— START Input material —

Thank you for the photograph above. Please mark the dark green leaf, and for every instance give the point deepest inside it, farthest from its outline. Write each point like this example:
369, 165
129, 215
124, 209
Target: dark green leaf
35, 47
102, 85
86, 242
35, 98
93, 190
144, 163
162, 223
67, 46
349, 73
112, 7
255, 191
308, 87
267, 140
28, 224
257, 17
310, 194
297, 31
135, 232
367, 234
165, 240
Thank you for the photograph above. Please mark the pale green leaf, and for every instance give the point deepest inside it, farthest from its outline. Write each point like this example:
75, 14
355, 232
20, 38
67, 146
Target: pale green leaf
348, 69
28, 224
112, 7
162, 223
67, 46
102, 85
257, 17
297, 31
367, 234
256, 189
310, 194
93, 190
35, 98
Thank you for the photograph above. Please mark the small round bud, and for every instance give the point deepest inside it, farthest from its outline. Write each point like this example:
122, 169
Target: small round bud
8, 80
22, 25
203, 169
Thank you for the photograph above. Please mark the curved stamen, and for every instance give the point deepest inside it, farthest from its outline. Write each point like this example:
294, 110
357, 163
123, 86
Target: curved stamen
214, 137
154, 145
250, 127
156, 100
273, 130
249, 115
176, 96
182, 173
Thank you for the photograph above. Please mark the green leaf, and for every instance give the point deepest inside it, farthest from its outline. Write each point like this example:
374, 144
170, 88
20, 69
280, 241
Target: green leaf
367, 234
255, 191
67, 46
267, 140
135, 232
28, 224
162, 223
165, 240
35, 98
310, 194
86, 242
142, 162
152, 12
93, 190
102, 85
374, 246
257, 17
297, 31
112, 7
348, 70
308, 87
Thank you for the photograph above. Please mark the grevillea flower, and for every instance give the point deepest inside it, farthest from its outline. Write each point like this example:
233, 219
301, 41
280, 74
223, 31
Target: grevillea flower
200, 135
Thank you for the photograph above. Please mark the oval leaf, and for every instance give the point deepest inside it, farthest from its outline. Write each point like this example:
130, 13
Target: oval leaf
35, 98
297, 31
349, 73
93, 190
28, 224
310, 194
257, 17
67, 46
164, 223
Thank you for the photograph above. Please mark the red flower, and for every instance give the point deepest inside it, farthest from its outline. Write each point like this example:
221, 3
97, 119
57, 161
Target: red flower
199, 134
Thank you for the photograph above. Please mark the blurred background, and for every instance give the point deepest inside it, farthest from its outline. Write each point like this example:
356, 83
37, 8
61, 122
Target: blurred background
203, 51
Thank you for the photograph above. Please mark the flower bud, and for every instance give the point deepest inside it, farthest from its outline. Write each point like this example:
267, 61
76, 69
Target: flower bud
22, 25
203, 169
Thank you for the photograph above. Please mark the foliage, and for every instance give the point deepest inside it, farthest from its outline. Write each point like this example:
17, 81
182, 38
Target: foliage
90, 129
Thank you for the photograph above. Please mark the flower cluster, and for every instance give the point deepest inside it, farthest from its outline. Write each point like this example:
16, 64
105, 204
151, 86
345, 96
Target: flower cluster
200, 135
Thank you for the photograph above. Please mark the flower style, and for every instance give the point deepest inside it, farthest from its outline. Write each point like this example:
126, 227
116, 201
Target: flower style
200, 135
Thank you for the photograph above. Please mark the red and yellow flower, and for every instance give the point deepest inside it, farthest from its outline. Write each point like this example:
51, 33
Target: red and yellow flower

— END Input material —

> Task goal: Give again, word for word, every line from the one holding "Thank you for the photograph above. Please mark the foliage, and" to the end of the data.

> Result for this task:
Thank you for the photograph above. Please mark the foliage, and for every instance give the point deepest inside it, farthest from its outline. Write each point like this example:
17, 81
182, 38
Target: foliage
90, 129
Thank you for the photograph above. Please mark the flower cluster, and for every instance give the point deepest inside it, farthest from its outline. Write each point like this example:
16, 64
105, 204
151, 86
345, 96
Target: flower cluster
200, 135
Thank you for the photograph above. Please mark the flower style, and for every instance give the point deepest inside it, farthest from its outline. Write each point like this example:
126, 227
116, 201
Target: flower style
200, 135
Thank you for the photograph above. Please mark the red and yellow flower, and for every instance give the point deepest inside it, farthest from its outline. Write each point like this example:
51, 33
Target: red and yellow flower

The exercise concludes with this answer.